[Opening Data excerpts section]

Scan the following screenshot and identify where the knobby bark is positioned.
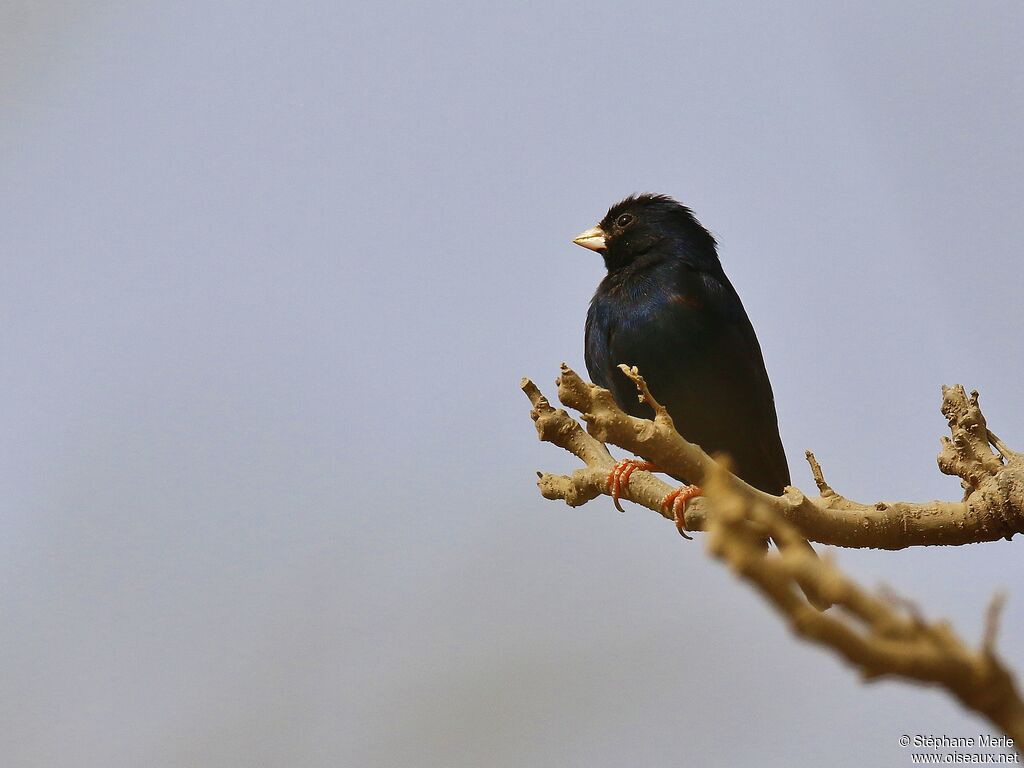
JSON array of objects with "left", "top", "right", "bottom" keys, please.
[{"left": 522, "top": 365, "right": 1023, "bottom": 748}]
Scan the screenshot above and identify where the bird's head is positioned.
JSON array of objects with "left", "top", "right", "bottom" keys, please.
[{"left": 573, "top": 193, "right": 719, "bottom": 272}]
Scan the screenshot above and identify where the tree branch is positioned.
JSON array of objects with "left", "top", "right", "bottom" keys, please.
[
  {"left": 523, "top": 365, "right": 1024, "bottom": 747},
  {"left": 701, "top": 460, "right": 1024, "bottom": 747},
  {"left": 523, "top": 366, "right": 1024, "bottom": 550}
]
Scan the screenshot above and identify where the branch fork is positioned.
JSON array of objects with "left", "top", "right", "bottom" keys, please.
[
  {"left": 524, "top": 369, "right": 1024, "bottom": 550},
  {"left": 522, "top": 365, "right": 1024, "bottom": 745}
]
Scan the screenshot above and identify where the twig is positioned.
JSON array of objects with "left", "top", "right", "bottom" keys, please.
[{"left": 804, "top": 450, "right": 836, "bottom": 497}]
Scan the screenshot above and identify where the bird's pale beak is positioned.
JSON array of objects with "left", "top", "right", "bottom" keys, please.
[{"left": 573, "top": 226, "right": 607, "bottom": 252}]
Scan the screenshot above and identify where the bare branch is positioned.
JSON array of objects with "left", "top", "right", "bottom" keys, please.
[
  {"left": 700, "top": 461, "right": 1024, "bottom": 746},
  {"left": 523, "top": 365, "right": 1024, "bottom": 746},
  {"left": 524, "top": 367, "right": 1024, "bottom": 550},
  {"left": 617, "top": 363, "right": 670, "bottom": 420},
  {"left": 523, "top": 375, "right": 725, "bottom": 533},
  {"left": 804, "top": 450, "right": 836, "bottom": 498},
  {"left": 984, "top": 592, "right": 1008, "bottom": 656}
]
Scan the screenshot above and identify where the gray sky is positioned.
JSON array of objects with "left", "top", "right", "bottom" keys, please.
[{"left": 3, "top": 2, "right": 1023, "bottom": 766}]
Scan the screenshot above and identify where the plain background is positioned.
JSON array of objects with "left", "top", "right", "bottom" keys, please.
[{"left": 3, "top": 2, "right": 1023, "bottom": 766}]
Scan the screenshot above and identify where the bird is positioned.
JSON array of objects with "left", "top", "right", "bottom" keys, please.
[{"left": 575, "top": 193, "right": 790, "bottom": 534}]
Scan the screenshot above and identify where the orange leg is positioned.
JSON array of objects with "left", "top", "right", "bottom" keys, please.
[
  {"left": 661, "top": 485, "right": 703, "bottom": 539},
  {"left": 606, "top": 459, "right": 658, "bottom": 512}
]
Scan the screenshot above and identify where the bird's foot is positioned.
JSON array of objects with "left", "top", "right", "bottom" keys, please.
[
  {"left": 606, "top": 459, "right": 658, "bottom": 513},
  {"left": 661, "top": 485, "right": 702, "bottom": 540}
]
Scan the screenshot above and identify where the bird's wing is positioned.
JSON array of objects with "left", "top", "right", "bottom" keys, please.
[
  {"left": 585, "top": 263, "right": 790, "bottom": 493},
  {"left": 685, "top": 269, "right": 791, "bottom": 492},
  {"left": 588, "top": 265, "right": 790, "bottom": 493},
  {"left": 584, "top": 294, "right": 618, "bottom": 392}
]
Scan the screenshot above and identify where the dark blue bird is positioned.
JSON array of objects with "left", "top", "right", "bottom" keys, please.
[{"left": 577, "top": 194, "right": 790, "bottom": 508}]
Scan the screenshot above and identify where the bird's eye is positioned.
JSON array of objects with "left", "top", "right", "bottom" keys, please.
[{"left": 616, "top": 213, "right": 634, "bottom": 228}]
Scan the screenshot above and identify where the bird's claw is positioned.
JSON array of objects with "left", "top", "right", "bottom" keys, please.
[
  {"left": 661, "top": 485, "right": 702, "bottom": 539},
  {"left": 606, "top": 459, "right": 658, "bottom": 512}
]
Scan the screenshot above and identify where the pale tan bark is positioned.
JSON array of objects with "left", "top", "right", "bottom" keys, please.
[{"left": 522, "top": 365, "right": 1024, "bottom": 747}]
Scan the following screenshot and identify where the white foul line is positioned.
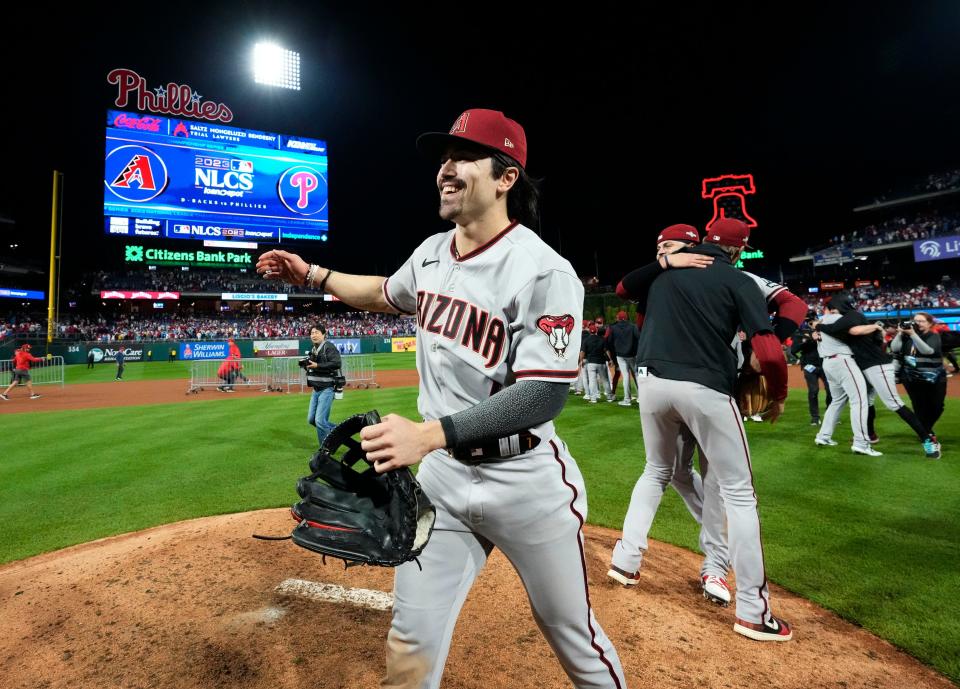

[Closing Data excerpts section]

## Exercise goal
Only the text of the listing above is copied, exactly as written; its pictures are dropped.

## Exercise result
Scan the following screenshot and identify where the knobby bark is positioned.
JSON array of objects with "left", "top", "right", "bottom" keys, please.
[{"left": 522, "top": 365, "right": 1023, "bottom": 748}]
Scan the screenshot above and identify where the bird's head is positioned.
JSON array of objects with "left", "top", "right", "bottom" keys, please.
[{"left": 573, "top": 193, "right": 719, "bottom": 272}]
Scan the screenshot above and identify where the tree branch is positioned.
JSON array of objects with "left", "top", "right", "bottom" keys, please.
[
  {"left": 523, "top": 365, "right": 1024, "bottom": 747},
  {"left": 701, "top": 460, "right": 1024, "bottom": 747},
  {"left": 523, "top": 366, "right": 1024, "bottom": 550}
]
Scan the screenshot above and identify where the branch fork is positioned.
JSON array of objects with "left", "top", "right", "bottom" keys, please.
[
  {"left": 524, "top": 369, "right": 1024, "bottom": 550},
  {"left": 522, "top": 365, "right": 1024, "bottom": 745}
]
Scan the screenshot above and identify where the twig is positioned.
JSON array of objects with "left", "top", "right", "bottom" keys, please.
[{"left": 804, "top": 450, "right": 836, "bottom": 497}]
Scan the screenshot above and identify where the bird's pale beak is positioned.
JSON array of objects with "left", "top", "right", "bottom" keys, please.
[{"left": 573, "top": 226, "right": 607, "bottom": 252}]
Scan the screenshot above and identify where the bare branch is positioned.
JSON array of objects with "left", "top", "right", "bottom" keys, please.
[
  {"left": 700, "top": 461, "right": 1024, "bottom": 746},
  {"left": 523, "top": 365, "right": 1024, "bottom": 746},
  {"left": 524, "top": 367, "right": 1024, "bottom": 550},
  {"left": 617, "top": 363, "right": 670, "bottom": 420},
  {"left": 523, "top": 375, "right": 725, "bottom": 533},
  {"left": 804, "top": 450, "right": 836, "bottom": 498},
  {"left": 984, "top": 592, "right": 1008, "bottom": 656}
]
Scan the screenshot above and identify where the gray sky is positioned.
JSON array of objects with "left", "top", "right", "bottom" keys, please.
[{"left": 3, "top": 2, "right": 1023, "bottom": 766}]
Scan the screenshot above and identify where the plain background is positioned.
JSON array of objects with "left", "top", "right", "bottom" keys, please.
[{"left": 3, "top": 2, "right": 1023, "bottom": 766}]
Scan the screenshot above and identify where the bird is positioned.
JSON array of objects with "left", "top", "right", "bottom" keys, please.
[{"left": 575, "top": 193, "right": 790, "bottom": 534}]
Scan the screenshot above and identify where the orange leg is positioned.
JSON array of objects with "left", "top", "right", "bottom" keys, please.
[
  {"left": 661, "top": 485, "right": 703, "bottom": 539},
  {"left": 606, "top": 459, "right": 658, "bottom": 512}
]
Scan the screenshot above and identify where the bird's foot is positioned.
JSON array of objects with "left", "top", "right", "bottom" keys, please.
[
  {"left": 606, "top": 459, "right": 658, "bottom": 513},
  {"left": 661, "top": 485, "right": 702, "bottom": 540}
]
Scan the screenshot above and identify where the bird's wing is positioned.
JSON array of objects with "left", "top", "right", "bottom" keys, please.
[
  {"left": 585, "top": 263, "right": 790, "bottom": 493},
  {"left": 685, "top": 269, "right": 791, "bottom": 492},
  {"left": 588, "top": 265, "right": 790, "bottom": 493},
  {"left": 584, "top": 294, "right": 618, "bottom": 392}
]
Scan the screenshot above and identify where the dark blue bird is positioned.
JSON array of objects with "left", "top", "right", "bottom" keys, please.
[{"left": 577, "top": 194, "right": 790, "bottom": 508}]
Scan the screenshot above and identify where the bird's eye is positioned.
JSON array of objects with "left", "top", "right", "bottom" keys, please.
[{"left": 616, "top": 213, "right": 634, "bottom": 228}]
Scan the screenshot above and identify where the bird's claw is positioned.
JSON array of objects with "left", "top", "right", "bottom" keys, please.
[
  {"left": 661, "top": 485, "right": 702, "bottom": 539},
  {"left": 606, "top": 459, "right": 658, "bottom": 512}
]
Scan the screenshot above and identify where the pale tan bark is positioned.
JSON array of objects with "left", "top", "right", "bottom" keys, please.
[{"left": 522, "top": 365, "right": 1024, "bottom": 747}]
Scan the following screenshot and identify where the white foul line is positioned.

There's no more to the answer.